* [WORK TO COMPLETE]: Duplicate the data below line for line, changing nothing.

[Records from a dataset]
· · · · ·

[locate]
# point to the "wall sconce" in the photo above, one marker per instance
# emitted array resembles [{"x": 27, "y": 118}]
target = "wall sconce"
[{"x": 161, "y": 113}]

· · · · ·

* [RESPONSE]:
[locate]
# point to the "wall sconce" in the photo above, one marker per instance
# emitted array resembles [{"x": 27, "y": 118}]
target = "wall sconce"
[{"x": 161, "y": 113}]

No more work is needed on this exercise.